Output as a JSON list of strings, one per line and omitting blank lines, the rows between the line containing "Search for stucco" and the line containing "[116,0,480,126]", both inclusive.

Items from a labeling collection

-------

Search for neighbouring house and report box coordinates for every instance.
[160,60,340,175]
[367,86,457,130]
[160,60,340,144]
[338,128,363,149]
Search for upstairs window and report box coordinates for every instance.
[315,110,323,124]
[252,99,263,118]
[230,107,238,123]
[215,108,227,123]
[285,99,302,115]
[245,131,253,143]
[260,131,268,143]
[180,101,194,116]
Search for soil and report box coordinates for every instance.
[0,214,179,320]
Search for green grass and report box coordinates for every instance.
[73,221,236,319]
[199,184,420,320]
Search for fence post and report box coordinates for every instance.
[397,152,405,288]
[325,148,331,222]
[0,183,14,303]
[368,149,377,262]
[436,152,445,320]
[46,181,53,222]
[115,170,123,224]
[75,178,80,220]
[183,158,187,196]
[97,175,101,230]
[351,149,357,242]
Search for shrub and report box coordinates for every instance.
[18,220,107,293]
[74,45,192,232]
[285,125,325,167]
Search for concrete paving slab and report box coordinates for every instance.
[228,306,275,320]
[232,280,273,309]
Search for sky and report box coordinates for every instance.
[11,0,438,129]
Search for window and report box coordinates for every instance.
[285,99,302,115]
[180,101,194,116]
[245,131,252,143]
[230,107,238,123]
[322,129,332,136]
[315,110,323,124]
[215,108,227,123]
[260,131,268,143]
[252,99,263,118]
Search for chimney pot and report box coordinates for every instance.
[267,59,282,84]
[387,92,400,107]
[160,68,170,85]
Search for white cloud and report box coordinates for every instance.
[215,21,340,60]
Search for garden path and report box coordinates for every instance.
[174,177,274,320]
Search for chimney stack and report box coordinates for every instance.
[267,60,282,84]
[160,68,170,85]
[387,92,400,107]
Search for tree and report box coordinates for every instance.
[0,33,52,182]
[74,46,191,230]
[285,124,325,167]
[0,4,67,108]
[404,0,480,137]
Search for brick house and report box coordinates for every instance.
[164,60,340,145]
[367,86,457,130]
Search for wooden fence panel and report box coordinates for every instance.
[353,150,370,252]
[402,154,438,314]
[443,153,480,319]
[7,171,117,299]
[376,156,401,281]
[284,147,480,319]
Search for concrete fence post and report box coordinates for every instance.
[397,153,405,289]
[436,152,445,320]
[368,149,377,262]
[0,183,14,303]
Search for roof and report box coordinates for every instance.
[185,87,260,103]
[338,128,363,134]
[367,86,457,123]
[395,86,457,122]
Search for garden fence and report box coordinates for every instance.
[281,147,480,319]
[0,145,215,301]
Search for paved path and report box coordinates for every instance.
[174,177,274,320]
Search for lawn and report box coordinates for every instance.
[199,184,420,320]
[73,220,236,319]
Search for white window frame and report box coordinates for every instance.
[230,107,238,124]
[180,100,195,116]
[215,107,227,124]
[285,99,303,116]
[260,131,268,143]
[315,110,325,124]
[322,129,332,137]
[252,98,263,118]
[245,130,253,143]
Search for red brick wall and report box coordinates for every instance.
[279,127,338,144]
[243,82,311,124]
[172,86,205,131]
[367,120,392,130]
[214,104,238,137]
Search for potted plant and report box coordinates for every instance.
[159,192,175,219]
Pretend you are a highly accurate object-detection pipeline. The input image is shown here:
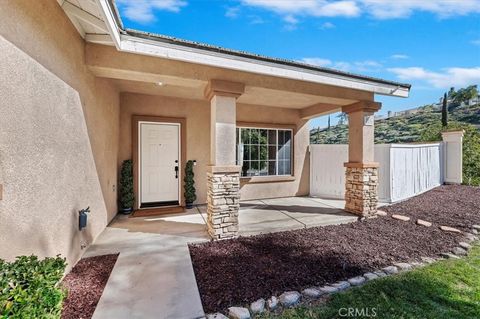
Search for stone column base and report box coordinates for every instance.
[345,163,378,217]
[207,166,240,240]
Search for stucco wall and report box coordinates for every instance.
[118,93,309,204]
[0,0,119,264]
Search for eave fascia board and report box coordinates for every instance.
[96,0,410,97]
[62,1,108,32]
[95,0,121,50]
[120,34,409,97]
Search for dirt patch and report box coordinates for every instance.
[190,186,480,313]
[62,254,118,319]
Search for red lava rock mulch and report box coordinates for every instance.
[62,254,118,319]
[190,186,480,313]
[381,185,480,230]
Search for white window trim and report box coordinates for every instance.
[235,126,295,179]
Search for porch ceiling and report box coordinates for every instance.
[108,77,355,109]
[86,44,373,113]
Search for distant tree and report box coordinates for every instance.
[448,86,456,99]
[448,85,478,107]
[442,93,448,127]
[337,112,347,125]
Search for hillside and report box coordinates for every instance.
[310,104,480,144]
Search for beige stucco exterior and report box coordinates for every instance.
[0,0,119,265]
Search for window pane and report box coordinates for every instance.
[260,145,268,161]
[236,128,293,176]
[258,129,268,144]
[278,130,285,145]
[250,129,259,144]
[268,161,277,175]
[268,145,277,160]
[278,160,285,175]
[283,160,292,175]
[250,161,259,175]
[242,128,250,144]
[250,145,259,161]
[243,145,250,161]
[285,130,292,145]
[258,161,268,176]
[268,130,277,145]
[242,161,250,176]
[278,145,285,160]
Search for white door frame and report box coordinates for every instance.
[132,115,186,209]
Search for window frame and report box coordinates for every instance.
[235,123,296,181]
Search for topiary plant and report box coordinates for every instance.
[120,160,135,213]
[183,160,197,208]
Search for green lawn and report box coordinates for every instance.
[261,245,480,319]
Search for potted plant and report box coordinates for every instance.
[183,160,197,208]
[120,160,135,214]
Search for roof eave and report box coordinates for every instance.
[96,0,410,97]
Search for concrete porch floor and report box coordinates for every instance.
[84,197,357,319]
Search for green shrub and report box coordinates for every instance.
[421,122,480,186]
[183,160,197,204]
[0,256,67,318]
[120,160,135,209]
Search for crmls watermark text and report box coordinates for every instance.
[338,308,377,318]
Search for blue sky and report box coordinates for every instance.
[116,0,480,126]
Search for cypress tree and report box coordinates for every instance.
[442,93,448,127]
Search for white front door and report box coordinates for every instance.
[138,122,181,208]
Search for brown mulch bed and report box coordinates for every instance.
[381,185,480,230]
[62,254,118,319]
[190,186,480,313]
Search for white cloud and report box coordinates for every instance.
[239,0,480,23]
[248,15,265,24]
[300,57,383,72]
[320,22,335,30]
[390,53,410,60]
[241,0,360,17]
[300,58,332,66]
[388,67,480,89]
[358,0,480,19]
[225,7,240,19]
[283,14,298,30]
[116,0,187,23]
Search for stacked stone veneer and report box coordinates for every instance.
[345,167,378,217]
[207,172,240,240]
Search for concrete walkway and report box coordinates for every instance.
[84,197,357,319]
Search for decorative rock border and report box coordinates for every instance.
[206,225,480,319]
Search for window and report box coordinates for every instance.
[237,127,292,177]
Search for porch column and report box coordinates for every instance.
[342,101,381,217]
[205,80,244,240]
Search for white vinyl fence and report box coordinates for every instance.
[310,142,444,202]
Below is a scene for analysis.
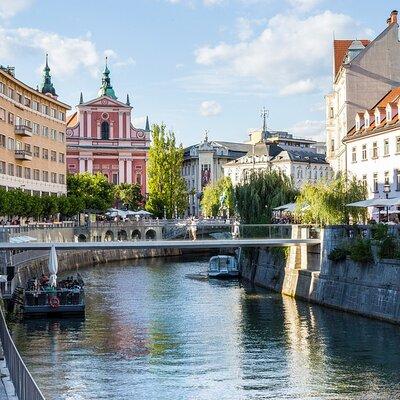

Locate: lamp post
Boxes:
[383,183,391,222]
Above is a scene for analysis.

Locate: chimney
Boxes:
[387,10,398,25]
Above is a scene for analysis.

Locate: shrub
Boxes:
[328,247,349,262]
[371,224,388,240]
[378,235,399,259]
[349,239,373,264]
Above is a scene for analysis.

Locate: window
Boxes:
[351,147,357,162]
[7,138,15,150]
[372,173,378,193]
[385,171,389,185]
[24,167,31,179]
[361,144,367,161]
[362,175,367,187]
[383,139,389,156]
[32,100,39,111]
[32,122,40,135]
[101,121,110,140]
[396,169,400,191]
[372,142,378,158]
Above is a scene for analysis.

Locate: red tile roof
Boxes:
[333,39,371,76]
[343,87,400,141]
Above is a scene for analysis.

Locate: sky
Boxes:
[0,0,399,146]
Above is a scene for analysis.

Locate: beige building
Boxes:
[326,11,400,172]
[0,59,70,195]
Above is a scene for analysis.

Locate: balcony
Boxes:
[15,150,32,161]
[14,125,32,136]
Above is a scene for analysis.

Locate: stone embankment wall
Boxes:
[242,227,400,323]
[14,249,181,286]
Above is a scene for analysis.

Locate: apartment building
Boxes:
[0,56,70,195]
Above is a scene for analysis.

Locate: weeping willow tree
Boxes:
[295,175,367,225]
[234,171,296,224]
[201,177,233,217]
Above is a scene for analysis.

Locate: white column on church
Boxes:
[86,111,92,138]
[118,112,123,139]
[79,158,85,172]
[118,159,125,183]
[125,113,131,139]
[126,160,133,183]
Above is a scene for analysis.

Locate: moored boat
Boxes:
[208,255,239,279]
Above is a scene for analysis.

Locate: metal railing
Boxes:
[0,307,45,400]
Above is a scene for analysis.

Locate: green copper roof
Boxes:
[97,57,117,100]
[39,54,57,96]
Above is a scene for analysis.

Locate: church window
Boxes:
[101,121,110,140]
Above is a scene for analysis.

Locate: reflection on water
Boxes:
[12,259,400,400]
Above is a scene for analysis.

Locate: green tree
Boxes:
[114,183,144,211]
[296,175,367,225]
[201,177,233,217]
[146,125,188,218]
[234,171,297,224]
[67,172,114,212]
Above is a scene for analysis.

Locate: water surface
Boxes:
[8,258,400,400]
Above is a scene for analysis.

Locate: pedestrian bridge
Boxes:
[0,238,320,250]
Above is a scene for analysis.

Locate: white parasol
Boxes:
[49,245,58,287]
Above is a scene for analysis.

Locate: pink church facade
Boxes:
[66,61,150,194]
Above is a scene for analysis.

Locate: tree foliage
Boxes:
[295,175,367,225]
[146,125,188,218]
[114,183,144,211]
[67,172,114,212]
[201,177,234,217]
[234,171,296,224]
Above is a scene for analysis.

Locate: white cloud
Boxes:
[0,27,99,77]
[195,11,368,95]
[289,120,326,141]
[200,100,222,117]
[287,0,322,12]
[0,0,33,19]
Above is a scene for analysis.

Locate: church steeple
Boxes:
[39,54,57,98]
[97,57,117,100]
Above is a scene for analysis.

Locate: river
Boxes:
[7,257,400,400]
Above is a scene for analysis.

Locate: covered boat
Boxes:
[208,256,239,279]
[23,246,85,316]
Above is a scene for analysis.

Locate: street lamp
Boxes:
[383,182,391,222]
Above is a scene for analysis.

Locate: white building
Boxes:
[326,11,400,172]
[343,87,400,198]
[182,135,251,215]
[223,132,332,188]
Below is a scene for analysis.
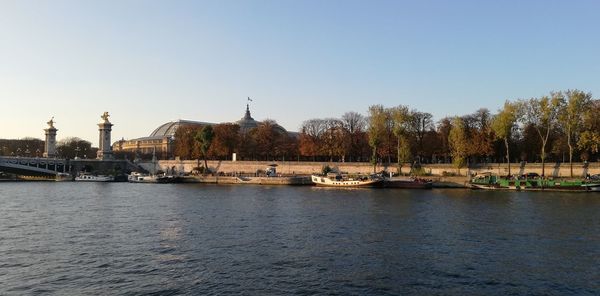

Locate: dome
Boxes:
[149,119,212,138]
[235,105,260,133]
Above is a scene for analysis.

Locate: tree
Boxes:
[208,123,240,158]
[299,119,325,161]
[194,125,215,173]
[368,105,387,173]
[520,92,564,176]
[464,108,493,158]
[491,101,517,175]
[320,118,345,161]
[559,90,592,177]
[391,105,411,174]
[448,117,467,175]
[341,112,367,161]
[437,117,452,162]
[410,110,434,160]
[174,125,201,160]
[250,119,284,160]
[56,137,98,158]
[577,100,600,160]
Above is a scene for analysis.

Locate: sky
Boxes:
[0,0,600,146]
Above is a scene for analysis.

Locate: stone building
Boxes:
[112,105,295,159]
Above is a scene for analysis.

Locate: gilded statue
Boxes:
[100,112,110,122]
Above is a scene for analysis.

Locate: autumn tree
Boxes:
[208,123,240,158]
[437,117,452,162]
[194,125,215,173]
[56,137,98,158]
[410,110,434,161]
[559,90,592,177]
[250,119,283,160]
[577,100,600,160]
[491,101,518,175]
[464,108,493,159]
[298,119,325,161]
[519,92,564,176]
[448,117,468,175]
[368,105,387,173]
[320,118,346,161]
[341,112,367,161]
[174,125,200,159]
[390,105,412,174]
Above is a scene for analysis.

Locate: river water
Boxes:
[0,182,600,295]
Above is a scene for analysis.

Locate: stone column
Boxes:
[42,117,58,158]
[96,112,113,159]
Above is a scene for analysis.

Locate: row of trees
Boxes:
[0,90,600,176]
[174,120,298,165]
[0,137,98,158]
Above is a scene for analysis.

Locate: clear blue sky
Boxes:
[0,0,600,145]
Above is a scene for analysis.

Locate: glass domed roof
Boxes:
[150,119,212,138]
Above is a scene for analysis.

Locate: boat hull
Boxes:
[311,175,383,188]
[383,179,433,189]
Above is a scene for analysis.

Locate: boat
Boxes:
[54,173,73,182]
[383,177,433,189]
[127,172,181,183]
[469,173,600,192]
[75,173,115,182]
[310,173,383,187]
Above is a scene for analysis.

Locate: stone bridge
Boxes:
[0,156,71,176]
[0,156,140,177]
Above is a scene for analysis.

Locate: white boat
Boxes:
[55,173,73,182]
[127,172,180,183]
[75,173,115,182]
[127,172,159,183]
[310,174,383,187]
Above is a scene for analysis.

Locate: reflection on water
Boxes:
[0,183,600,295]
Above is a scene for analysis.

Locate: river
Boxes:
[0,182,600,295]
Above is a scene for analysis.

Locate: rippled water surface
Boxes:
[0,183,600,295]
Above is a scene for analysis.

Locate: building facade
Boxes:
[112,105,287,159]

-------

■ Answer
[
  "Search for stucco wall and report box coordinates for every instance.",
  "[118,93,309,204]",
  "[0,0,119,264]",
  "Search for eave fascia board and report box coordinates for every instance.",
  "[96,0,410,97]",
  "[62,1,108,32]",
  "[95,0,121,50]",
  "[120,34,409,97]",
  "Search for dirt patch and report box coordinates for every instance.",
  "[190,186,480,313]",
  "[62,254,118,319]",
  "Search for red lava rock mulch and report box coordinates for every instance.",
  "[62,254,118,319]",
  "[190,186,480,313]",
  "[381,185,480,230]",
  "Search for white window trim and report box coordinates for every instance.",
  "[235,126,295,179]",
  "Search for porch ceiling and report box coordinates for every instance.",
  "[108,77,355,109]",
  "[86,44,373,113]",
  "Search for distant tree and report box coordinates for every instance.",
  "[448,86,456,99]",
  "[448,85,478,107]",
  "[442,93,448,127]",
  "[337,112,347,125]",
  "Search for hillside and report box coordinates for every instance.",
  "[310,104,480,144]",
  "Search for beige stucco exterior and report box coordinates for every instance.",
  "[0,0,119,265]",
  "Search for window pane and report box coordinates for every instance.",
  "[260,145,268,161]",
  "[236,128,293,176]",
  "[258,129,268,144]",
  "[278,130,285,145]",
  "[250,129,259,144]",
  "[268,161,277,175]",
  "[268,145,277,160]",
  "[278,160,285,175]",
  "[283,160,292,175]",
  "[250,161,259,175]",
  "[242,128,250,144]",
  "[250,145,259,161]",
  "[243,145,250,161]",
  "[285,130,292,145]",
  "[258,161,268,176]",
  "[268,130,277,145]",
  "[242,161,250,176]",
  "[278,145,285,160]",
  "Search for white door frame and report box coordinates for every instance.",
  "[132,115,186,209]",
  "Search for window frame and report box coordinates for every instance.",
  "[235,123,296,181]",
  "Search for topiary plant and report box coordinates for every instance.",
  "[120,160,135,213]",
  "[183,160,197,208]",
  "Search for green lawn and report box coordinates for every instance.",
  "[261,245,480,319]",
  "Search for potted plant and report box coordinates for every instance.",
  "[183,160,197,208]",
  "[120,160,135,214]",
  "Search for roof eave and report box coordinates for every instance.",
  "[96,0,410,97]",
  "Search for concrete porch floor and report box coordinates for every instance.",
  "[84,197,357,319]",
  "Search for green shrub and report box coordinates for every instance.",
  "[421,122,480,186]",
  "[183,160,197,204]",
  "[0,256,67,318]",
  "[120,160,135,209]",
  "Search for crmls watermark text and report box coordinates for every instance.",
  "[338,308,377,318]",
  "Search for blue sky and report box coordinates for every instance.",
  "[116,0,480,126]"
]